- Dataset records:
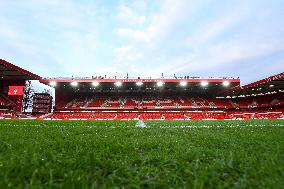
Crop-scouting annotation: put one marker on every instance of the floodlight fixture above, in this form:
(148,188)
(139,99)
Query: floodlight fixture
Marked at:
(204,83)
(139,83)
(118,84)
(53,83)
(95,84)
(226,83)
(160,83)
(74,84)
(183,83)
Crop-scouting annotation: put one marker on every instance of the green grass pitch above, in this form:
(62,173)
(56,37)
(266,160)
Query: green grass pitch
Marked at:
(166,154)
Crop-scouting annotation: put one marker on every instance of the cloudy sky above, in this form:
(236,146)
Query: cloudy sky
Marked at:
(238,38)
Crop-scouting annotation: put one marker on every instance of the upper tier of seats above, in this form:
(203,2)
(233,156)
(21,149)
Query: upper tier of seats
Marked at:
(140,102)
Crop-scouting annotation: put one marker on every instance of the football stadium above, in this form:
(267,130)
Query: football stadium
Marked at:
(141,132)
(142,94)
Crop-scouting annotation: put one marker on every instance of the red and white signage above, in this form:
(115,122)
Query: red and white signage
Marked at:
(16,90)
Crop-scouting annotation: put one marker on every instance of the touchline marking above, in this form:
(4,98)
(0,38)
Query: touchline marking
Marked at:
(147,127)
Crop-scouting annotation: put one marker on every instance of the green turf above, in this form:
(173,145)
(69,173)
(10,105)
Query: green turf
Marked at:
(107,154)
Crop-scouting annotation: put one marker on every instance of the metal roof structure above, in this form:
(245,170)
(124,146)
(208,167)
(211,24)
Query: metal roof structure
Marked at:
(10,71)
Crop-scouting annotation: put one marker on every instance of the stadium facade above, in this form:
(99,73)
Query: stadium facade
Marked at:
(176,98)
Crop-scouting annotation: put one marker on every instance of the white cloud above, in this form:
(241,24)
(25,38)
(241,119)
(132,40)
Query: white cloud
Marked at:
(159,25)
(129,16)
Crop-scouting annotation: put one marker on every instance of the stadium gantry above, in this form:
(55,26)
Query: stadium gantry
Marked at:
(177,98)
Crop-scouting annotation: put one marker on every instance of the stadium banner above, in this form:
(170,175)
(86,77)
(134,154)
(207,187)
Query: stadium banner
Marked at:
(16,90)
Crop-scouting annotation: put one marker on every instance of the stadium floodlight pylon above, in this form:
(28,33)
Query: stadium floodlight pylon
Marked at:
(140,124)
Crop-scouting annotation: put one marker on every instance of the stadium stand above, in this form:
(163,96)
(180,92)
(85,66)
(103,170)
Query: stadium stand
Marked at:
(178,98)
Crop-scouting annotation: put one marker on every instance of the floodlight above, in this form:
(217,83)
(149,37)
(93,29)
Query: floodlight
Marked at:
(53,83)
(139,83)
(118,84)
(204,83)
(226,83)
(183,83)
(160,83)
(95,84)
(74,84)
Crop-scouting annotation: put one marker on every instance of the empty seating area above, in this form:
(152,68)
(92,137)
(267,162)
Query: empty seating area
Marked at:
(162,102)
(5,101)
(171,115)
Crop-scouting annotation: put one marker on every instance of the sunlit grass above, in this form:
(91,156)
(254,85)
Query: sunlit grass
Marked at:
(109,154)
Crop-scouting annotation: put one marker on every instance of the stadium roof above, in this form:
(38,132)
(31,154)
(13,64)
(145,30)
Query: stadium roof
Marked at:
(9,71)
(272,84)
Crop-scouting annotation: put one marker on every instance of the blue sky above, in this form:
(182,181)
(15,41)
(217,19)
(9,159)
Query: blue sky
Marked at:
(238,38)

- What is being asked: Copy the entries precisely, images excluded.

- Result of the exercise:
Crop-scouting annotation: put one marker on every instance of the floodlight fixture above, in this form:
(148,188)
(139,99)
Query: floodlight fixture
Marked at:
(204,83)
(139,83)
(118,84)
(53,83)
(95,84)
(226,83)
(160,83)
(74,84)
(183,83)
Crop-scouting annotation: put one marker on every instance of the green grass pitch above, in this form:
(62,173)
(56,37)
(266,160)
Query: green grass pitch
Marked at:
(166,154)
Crop-scouting annotation: put one marker on every instance of the cloudy sky above, in this form:
(236,146)
Query: cloudy sky
Marked at:
(238,38)
Crop-scouting annotation: put one marker on every instance of the upper tier of seats above, in this form:
(203,2)
(233,156)
(21,149)
Query: upper tier of seats
Marked at:
(140,102)
Crop-scouting annotation: put one marker on every instance of the football stadium above, in this form:
(267,130)
Query: football stadium
Marked at:
(141,132)
(142,94)
Crop-scouting annotation: put one marker on every instance of the red and white signage above, in this form:
(115,122)
Query: red and white signage
Marked at:
(16,90)
Crop-scouting annotation: put one marker on every instance of the touchline marking above, in this form:
(4,98)
(0,38)
Query: touchline marking
Marked at:
(147,127)
Crop-scouting annotation: put one marker on every instance of the green turf above, in this form:
(173,145)
(69,173)
(10,105)
Query: green turf
Marked at:
(107,154)
Crop-scouting annotation: put one marker on every instance of the metal roof structure above, in this form:
(245,170)
(124,146)
(208,167)
(211,24)
Query: metal roof structure
Marked at:
(10,71)
Crop-scouting annotation: put one marker on every instance of the stadium facade above, in this form:
(99,73)
Query: stadium facade
Marked at:
(176,98)
Crop-scouting annotation: put one marker on every instance of the white cloud above, in this form:
(241,24)
(25,38)
(241,119)
(132,40)
Query: white cloud
Marked at:
(159,25)
(129,16)
Crop-scouting annotation: put one marker on every instance of the stadium gantry above, in this form:
(55,26)
Query: stadium gantry
Marked at:
(177,98)
Crop-scouting annotation: put one marker on every instance of the stadium banner above, in this form:
(170,175)
(86,77)
(134,154)
(207,187)
Query: stadium banner
Marked at:
(16,90)
Crop-scouting annotation: put one marker on every instance of the stadium floodlight pylon above, in this form:
(28,33)
Query: stadium floodlight pylon
Marked at:
(140,124)
Crop-scouting annotation: put one marker on every instance of the stadium stand above, in this form:
(163,96)
(180,92)
(85,66)
(103,170)
Query: stadium stand
Marked at:
(178,98)
Crop-scouting annotation: put one marker on every instance of the floodlight above, in this form:
(217,83)
(149,37)
(93,29)
Query: floodlight
Marked at:
(53,83)
(139,83)
(118,84)
(204,83)
(226,83)
(183,83)
(160,83)
(95,84)
(74,84)
Crop-scouting annotation: put one marker on every instance of the empty seating area above, in this form:
(152,68)
(92,137)
(267,162)
Query: empty seating area
Marked at:
(162,102)
(5,101)
(171,115)
Crop-scouting annotation: put one marker on every instance of the sunlit grass above, in this form:
(91,156)
(254,85)
Query: sunlit grass
Marked at:
(109,154)
Crop-scouting annotation: put one marker on every instance of the stadium roof above, in this form:
(38,132)
(31,154)
(13,64)
(145,30)
Query: stadium roof
Marked at:
(9,71)
(272,84)
Crop-scouting annotation: put one marker on every instance of the blue sky above, in this form:
(182,181)
(15,41)
(217,19)
(9,159)
Query: blue sky
Marked at:
(238,38)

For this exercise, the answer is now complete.